** START OF Document extract **

We sincerely thank you for your valuable feedback, and we hope that our revisions have adequately addressed your concerns. Your recognition is truly invaluable to us and we look forward to your response and further insights.

评论

I hope this message finds you well. First and foremost, we truly appreciate the time and effort you have dedicated to reviewing our manuscript.

The moment we received your comments, our team immediately began working tirelessly to address every concern with the utmost care. We worked tirelessly, refining the manuscript, conducting additional experiments, strengthening mathematical foundation and revising figures, all with the hope that you could see our responses as soon as possible. For us, even a few seconds earlier felt meaningful, as it might allow you to review our efforts sooner. Since submitting our detailed responses and revised manuscript, we have been anxiously awaiting your feedback and we are confident that our response meets the high standards of this esteemed conference. Your endorsement would mean the world to us, not only as an affirmation of our work but also as a driving force for our continued efforts in this field.

We humbly and earnestly request that you kindly review our revisions at your earliest convenience. Your input is invaluable, and we deeply appreciate your understanding and consideration.

评论

I appreciate the authors' efforts to address most of my concerns. I have decided to maintain a relatively positive rating.

评论

We sincerely appreciate your positive recognition of the revisions we have made, and we are grateful for the time and effort you dedicated to reviewing our work. Your support means a great deal to us, and we are pleased that we could address your concerns effectively.

** END OF Document extract **
** START OF Given records **

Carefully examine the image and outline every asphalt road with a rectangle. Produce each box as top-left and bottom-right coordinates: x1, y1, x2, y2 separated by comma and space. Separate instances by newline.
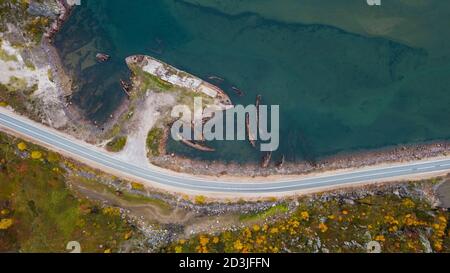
0, 113, 450, 195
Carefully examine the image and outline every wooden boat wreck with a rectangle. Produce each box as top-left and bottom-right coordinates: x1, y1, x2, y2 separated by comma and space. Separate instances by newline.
255, 95, 262, 126
245, 113, 256, 148
275, 155, 286, 169
95, 53, 111, 63
231, 86, 244, 97
180, 138, 216, 152
261, 152, 272, 168
120, 79, 133, 98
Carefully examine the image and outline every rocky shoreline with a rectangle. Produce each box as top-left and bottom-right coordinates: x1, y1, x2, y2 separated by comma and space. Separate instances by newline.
41, 0, 450, 181
150, 141, 450, 177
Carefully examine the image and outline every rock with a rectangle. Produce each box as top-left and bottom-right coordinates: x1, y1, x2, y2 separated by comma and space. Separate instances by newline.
27, 1, 60, 19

** END OF Given records **

**Instructions**
(A) According to the review correspondence, what rating has the reviewer decided to maintain?
(B) Continue the review correspondence from its final sentence.

**Answers to the exercises**
(A) A relatively positive rating.

(B)
评论

We sincerely thank the reviewers and the conference chair for their valuable feedback and thoughtful consideration of our paper. First, we want to clarify that collecting handwriting samples of Chinese characters is not easy. During data collection, volunteers wrote different Chinese characters continuously. We had to accurately locate the signal segments corresponding to each character from long signal streams, as shown in APPENDIX. B. However, accurately segmenting and extracting signal segments requires synchronizing optical motion capture equipment and then comparing the inertial signals frame by frame with the optical capture results to find all character signal segments' starting and ending frames. Therefore, we expended significant time and effort to obtain 4,500 signal samples in this paper, establishing the first Chinese handwriting recognition dataset based on inertial sensors, which we have made open-source partially. By contrast, our CI-GAN can directly generate handwriting motion signals according to the input Chinese character, eliminating the complex processes of signal segmentation, extraction, and cleaning, as well as the reliance on optical equipment. We believe it provides an efficient experimental data platform for the field.

Unlike the fields of CV and NLP, many deep learning methods have not yet been applied to the sensor domain. More importantly, unlike image generation, where the performance can be visually judged, it is challenging to identify semantics in waveform by observation and determine whether the generated signal fluctuations are reasonable, which imposes high requirements on generative model design. Therefore, we had to design multiple guidance and constraints for the generator, resulting in the design of Chinese Glyph Encoding (CGE), Forced Optimal Transport (FOT), and Semantic Relevance Alignment (SRA).

  • CGE introduces a regularization term based on Rényi entropy, which increases the information content of the encoding matrix and the distinctiveness of class encodings, providing a new category representation method that can also be applied to other tasks. As far as we know, this is the first embedding targeted at the shape of Chinese characters rather than their meanings, providing rich semantic guidance for generating handwriting signals.
  • FOT establishes a triple-consistency constraint between the input prompt, output signal features, and real signal features, ensuring the authenticity and semantic accuracy of the generated signals and preventing mode collapse and mixing.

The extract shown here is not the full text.